▸ **WORK TO COMPLETE**
Reproduce the lines of the records below, starting with the line that contains "the tree canopy." and continuing through the last line of the records, with both ends included.

▸ **GIVEN DATA**
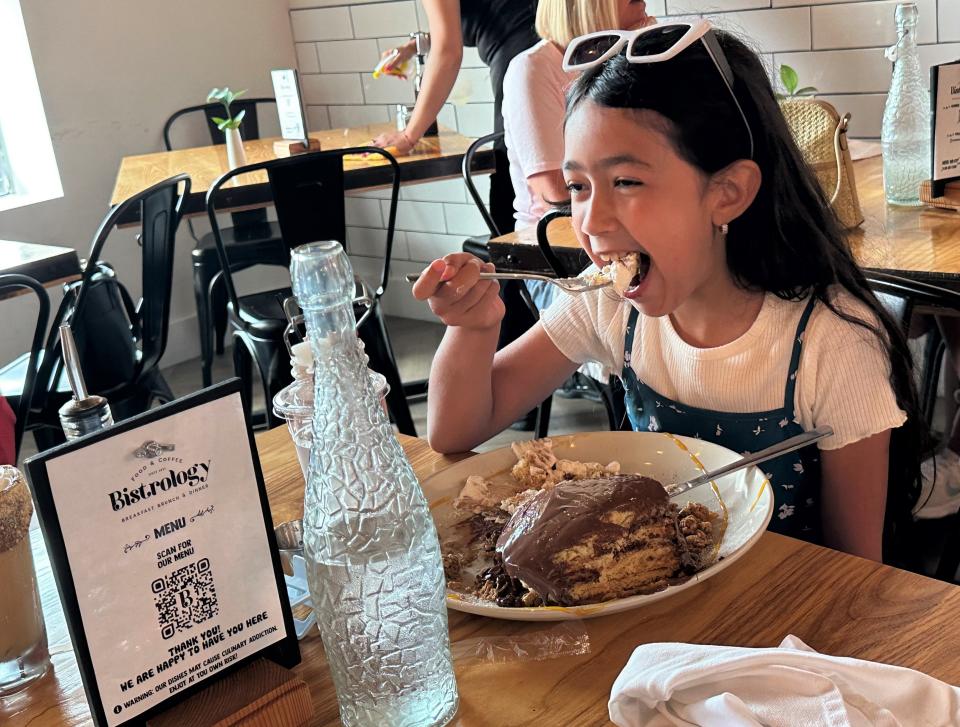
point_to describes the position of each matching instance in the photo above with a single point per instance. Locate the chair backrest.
(249, 127)
(900, 295)
(160, 213)
(308, 195)
(8, 283)
(466, 170)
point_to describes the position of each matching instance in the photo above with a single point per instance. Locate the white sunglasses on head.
(653, 44)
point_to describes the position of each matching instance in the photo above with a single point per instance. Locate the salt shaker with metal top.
(85, 412)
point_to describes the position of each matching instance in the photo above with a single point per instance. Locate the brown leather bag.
(821, 134)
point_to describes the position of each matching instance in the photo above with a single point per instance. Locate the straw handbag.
(821, 134)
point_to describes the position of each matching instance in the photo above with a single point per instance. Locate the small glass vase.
(236, 156)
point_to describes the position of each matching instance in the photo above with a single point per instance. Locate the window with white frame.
(28, 167)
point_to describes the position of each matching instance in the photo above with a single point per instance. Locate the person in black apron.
(499, 30)
(679, 153)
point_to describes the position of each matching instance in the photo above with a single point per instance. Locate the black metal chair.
(9, 283)
(307, 191)
(511, 290)
(251, 238)
(901, 296)
(132, 386)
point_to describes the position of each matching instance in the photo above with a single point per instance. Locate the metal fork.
(569, 285)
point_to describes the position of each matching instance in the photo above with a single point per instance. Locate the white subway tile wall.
(835, 45)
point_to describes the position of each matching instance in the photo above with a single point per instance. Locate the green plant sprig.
(790, 81)
(226, 97)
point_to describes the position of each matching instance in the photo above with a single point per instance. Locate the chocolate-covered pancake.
(589, 541)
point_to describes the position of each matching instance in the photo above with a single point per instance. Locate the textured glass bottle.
(906, 116)
(373, 559)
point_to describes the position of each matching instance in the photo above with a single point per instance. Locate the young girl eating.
(745, 320)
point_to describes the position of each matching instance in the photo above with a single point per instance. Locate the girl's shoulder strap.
(788, 398)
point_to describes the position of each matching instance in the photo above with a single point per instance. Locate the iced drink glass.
(23, 640)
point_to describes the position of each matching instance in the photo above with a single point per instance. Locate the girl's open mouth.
(642, 268)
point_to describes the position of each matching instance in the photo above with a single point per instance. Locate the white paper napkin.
(727, 686)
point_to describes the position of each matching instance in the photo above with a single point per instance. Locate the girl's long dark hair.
(789, 242)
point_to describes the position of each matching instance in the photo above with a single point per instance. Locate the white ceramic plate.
(746, 496)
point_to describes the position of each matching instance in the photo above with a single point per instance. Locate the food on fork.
(589, 541)
(624, 272)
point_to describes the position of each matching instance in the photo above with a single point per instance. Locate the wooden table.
(836, 603)
(432, 159)
(48, 264)
(918, 242)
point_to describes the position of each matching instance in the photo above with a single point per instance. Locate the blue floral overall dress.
(795, 477)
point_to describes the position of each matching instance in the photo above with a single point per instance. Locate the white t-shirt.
(843, 381)
(533, 109)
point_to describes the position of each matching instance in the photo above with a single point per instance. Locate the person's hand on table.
(457, 296)
(397, 143)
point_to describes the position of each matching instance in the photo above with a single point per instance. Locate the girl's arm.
(440, 73)
(475, 391)
(854, 496)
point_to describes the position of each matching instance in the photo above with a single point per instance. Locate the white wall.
(110, 72)
(836, 45)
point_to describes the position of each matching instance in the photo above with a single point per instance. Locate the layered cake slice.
(589, 541)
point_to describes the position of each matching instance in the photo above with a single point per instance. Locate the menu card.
(286, 88)
(159, 532)
(945, 92)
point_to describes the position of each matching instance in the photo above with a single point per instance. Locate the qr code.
(185, 597)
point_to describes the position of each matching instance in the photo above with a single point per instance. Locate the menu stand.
(261, 694)
(286, 147)
(950, 199)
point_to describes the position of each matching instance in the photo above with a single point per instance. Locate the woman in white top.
(745, 319)
(534, 90)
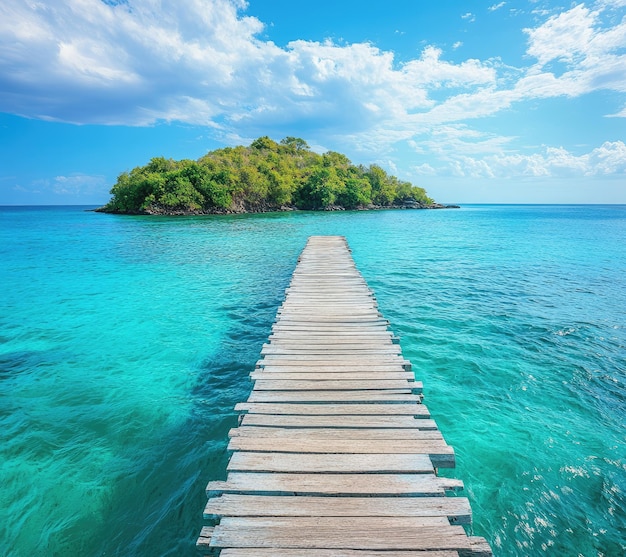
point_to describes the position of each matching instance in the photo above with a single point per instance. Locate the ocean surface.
(125, 342)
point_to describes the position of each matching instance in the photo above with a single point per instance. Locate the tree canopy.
(264, 176)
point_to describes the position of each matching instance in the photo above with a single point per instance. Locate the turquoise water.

▸ **TASK RESPONSE**
point_to describes the position of each matching instance in the photo above with a single point per instance. Locate the tree canopy.
(264, 176)
point_to describes the position of each matching instance in the photo above with a single point per instance. Locate the turquoise water.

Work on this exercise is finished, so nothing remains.